DOCUMENT EXCERPT start

630258 - Huge spike in testrun failures.

Reporter

Description

•

14 years ago

Today there was a huge spike in test failures across all platforms and branches. 2011-01-30: ~35 failed tests 2011-01-31: ~370 failed tests It appears as though many of the new failures are waitForPageLoad() timeouts. I don't think there was any scheduled downtime or outage, but who knows? We should investigate what happened here.

Aaron Train [:aaronmt]

Comment 1

•

14 years ago

1.5.2RC2 was installed yesterday -- something to not overlook

Henrik Skupin [:whimboo][⌚️UTC+2]

Comment 2

•

14 years ago

We run 1.5.2 a couple of times on our systems, so I don't expect it to be a regression in Mozmill. In the past I have noticed at least on the Linux machine that even loading pages from localhost timed out. Could someone run the testrun_general script on the affected platforms? You can report to mozill-archive. Would be good to know if that is reproducible. Sadly I don't have time for right now.

DOCUMENT EXCERPT end

**REQUIRED TASKS:**
1) Answer these from the test-failure thread, one line each:
(a) Roughly how many tests failed on 2011-01-31?
(b) What was installed the day before Comment 1?
(c) Which script does Comment 2 ask someone to run on the affected platforms?
2) Rewrite the paragraph of the test-failure thread that begins "Today there was a huge spike" as a short list, keeping its main facts.
The records aren't needed here.

LISTED ENTRIES start

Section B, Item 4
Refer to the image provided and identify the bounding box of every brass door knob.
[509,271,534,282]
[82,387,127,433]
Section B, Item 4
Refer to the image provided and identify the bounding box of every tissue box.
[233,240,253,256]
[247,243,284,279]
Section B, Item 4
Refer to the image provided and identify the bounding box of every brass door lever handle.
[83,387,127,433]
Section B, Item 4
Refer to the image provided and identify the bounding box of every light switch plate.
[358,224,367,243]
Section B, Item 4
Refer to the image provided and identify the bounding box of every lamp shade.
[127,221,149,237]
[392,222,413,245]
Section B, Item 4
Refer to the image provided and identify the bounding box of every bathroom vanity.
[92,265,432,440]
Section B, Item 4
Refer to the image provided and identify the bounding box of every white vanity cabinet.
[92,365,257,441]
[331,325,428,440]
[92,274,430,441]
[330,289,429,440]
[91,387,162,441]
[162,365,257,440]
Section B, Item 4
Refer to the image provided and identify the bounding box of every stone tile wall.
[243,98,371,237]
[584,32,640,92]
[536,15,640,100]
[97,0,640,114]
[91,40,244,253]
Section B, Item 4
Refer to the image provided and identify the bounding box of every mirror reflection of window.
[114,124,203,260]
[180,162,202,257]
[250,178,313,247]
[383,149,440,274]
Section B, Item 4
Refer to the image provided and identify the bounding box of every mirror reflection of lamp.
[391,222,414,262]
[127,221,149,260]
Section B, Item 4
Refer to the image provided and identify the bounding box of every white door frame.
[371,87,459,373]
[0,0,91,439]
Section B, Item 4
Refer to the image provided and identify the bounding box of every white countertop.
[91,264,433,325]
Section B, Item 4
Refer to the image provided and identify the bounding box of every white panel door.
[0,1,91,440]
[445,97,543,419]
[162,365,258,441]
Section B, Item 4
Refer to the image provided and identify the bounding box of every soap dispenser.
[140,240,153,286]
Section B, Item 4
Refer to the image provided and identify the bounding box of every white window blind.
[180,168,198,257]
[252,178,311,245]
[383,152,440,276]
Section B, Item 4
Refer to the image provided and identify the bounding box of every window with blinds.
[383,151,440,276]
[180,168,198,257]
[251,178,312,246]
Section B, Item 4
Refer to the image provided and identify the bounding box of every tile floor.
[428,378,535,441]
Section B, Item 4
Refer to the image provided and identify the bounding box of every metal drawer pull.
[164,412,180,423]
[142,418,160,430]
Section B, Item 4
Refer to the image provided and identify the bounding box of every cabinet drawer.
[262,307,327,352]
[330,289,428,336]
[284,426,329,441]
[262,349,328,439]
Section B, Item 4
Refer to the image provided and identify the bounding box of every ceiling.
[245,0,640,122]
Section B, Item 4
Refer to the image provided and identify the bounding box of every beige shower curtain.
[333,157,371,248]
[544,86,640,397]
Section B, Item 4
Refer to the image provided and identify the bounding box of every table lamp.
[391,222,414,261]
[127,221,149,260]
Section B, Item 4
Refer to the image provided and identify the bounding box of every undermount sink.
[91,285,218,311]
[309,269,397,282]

LISTED ENTRIES end

**OUTPUTS:**
1)
(a) About 370.
(b) 1.5.2RC2.
(c) The testrun_general script.

2)
- Test failures spiked sharply across all platforms and branches.
- 2011-01-30: about 35 failed tests; 2011-01-31: about 370.
- Many of the new failures seem to be waitForPageLoad() timeouts.
- No scheduled downtime or outage is known, though one can't be ruled out.
- The cause should be investigated.